## TEXTE DE L'EXERCICE

☆ ☆ ☆ ☆ ☆ ☆ ☆

Les écrits d’Adolf Wölfli sont accompagnés d’illustrations à travers lesquelles il représente des situations à partir de descriptions de régions du monde. La présentation réunit actuellement une sélection resserrée des vues topographiques de sa géographie du monde. Ces dessins proviennent principalement du récit Von der Wiege bis zum Graab [Du berceau au tombeau], composé de 1908 à 1912, qui constitue la première partie de son imposante œuvre narrative.
Ces dessins complètent les récits de voyage de Wölfli avec des représentations de cartes géographiques des contrées imaginaires que le héros de l’histoire – alter ego de l’artiste – visite et explore avec ses fidèles compagnons. En cartographiant ses représentations imaginaires, il élabore une véritable « géographie » de son univers mental. Ainsi, ces dessins mesurent l’imagination de Wölfli et transposent les mondes imaginés en une représentation précise et souvent méticuleusement décrite de sa création singulière.

☆ ☆ ☆ ☆ ☆ ☆ ☆

## INFORMATIONS FOURNIES
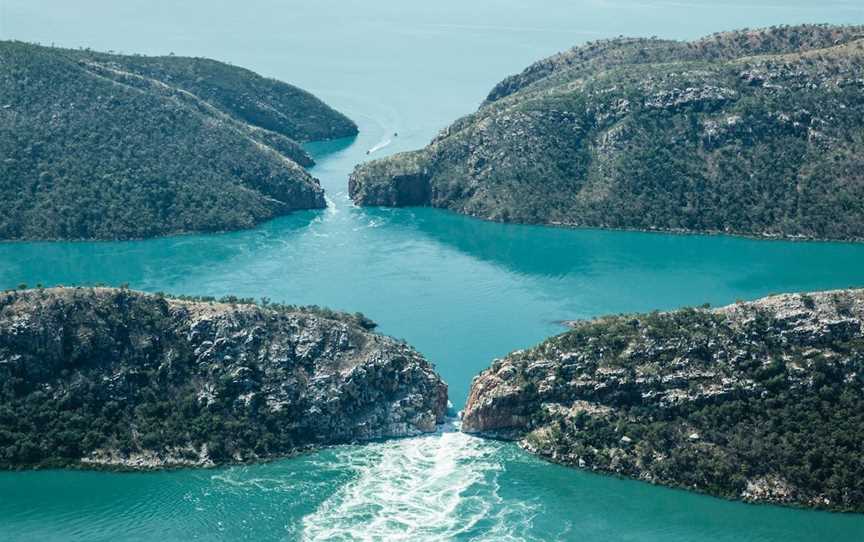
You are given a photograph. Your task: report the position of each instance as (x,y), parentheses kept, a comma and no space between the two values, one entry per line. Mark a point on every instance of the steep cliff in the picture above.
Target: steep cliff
(102,146)
(116,378)
(761,401)
(755,132)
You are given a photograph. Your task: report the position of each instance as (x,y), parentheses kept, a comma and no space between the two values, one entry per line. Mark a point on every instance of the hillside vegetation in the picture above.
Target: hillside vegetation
(100,146)
(102,377)
(760,401)
(754,132)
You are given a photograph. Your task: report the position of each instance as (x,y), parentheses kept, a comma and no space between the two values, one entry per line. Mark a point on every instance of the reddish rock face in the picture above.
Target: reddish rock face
(712,400)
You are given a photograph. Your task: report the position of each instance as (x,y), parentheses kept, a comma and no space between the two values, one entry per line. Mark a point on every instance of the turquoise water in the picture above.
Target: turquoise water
(461,290)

☆ ☆ ☆ ☆ ☆ ☆ ☆

## VOS TÂCHES
**a)** D'après le texte sur Adolf Wölfli, de quelle année à quelle année le récit Von der Wiege bis zum Graab a-t-il été composé ?
**b)** Dans le texte sur Adolf Wölfli, reformulez plus brièvement le paragraphe qui commence par « Ces dessins complètent » en gardant ses faits essentiels.
**c)** Extrayez du texte sur Adolf Wölfli le passage qui va de « Ces dessins complètent » jusqu'à « sa création singulière. » inclus.
La liste n'est d'aucune utilité pour ce travail.

## RÉPONSES PAR POINT
**a)** De 1908 à 1912.

**b)** Les dessins de Wölfli accompagnent ses récits de voyage. Ils représentent les cartes des contrées imaginaires que le héros, alter ego de l'artiste, visite et explore avec ses compagnons. En cartographiant ainsi son imaginaire, Wölfli bâtit une « géographie » de son univers mental. Il transpose ces mondes en une représentation précise, souvent décrite avec minutie.

**c)**
Ces dessins complètent les récits de voyage de Wölfli avec des représentations de cartes géographiques des contrées imaginaires que le héros de l’histoire – alter ego de l’artiste – visite et explore avec ses fidèles compagnons. En cartographiant ses représentations imaginaires, il élabore une véritable « géographie » de son univers mental. Ainsi, ces dessins mesurent l’imagination de Wölfli et transposent les mondes imaginés en une représentation précise et souvent méticuleusement décrite de sa création singulière.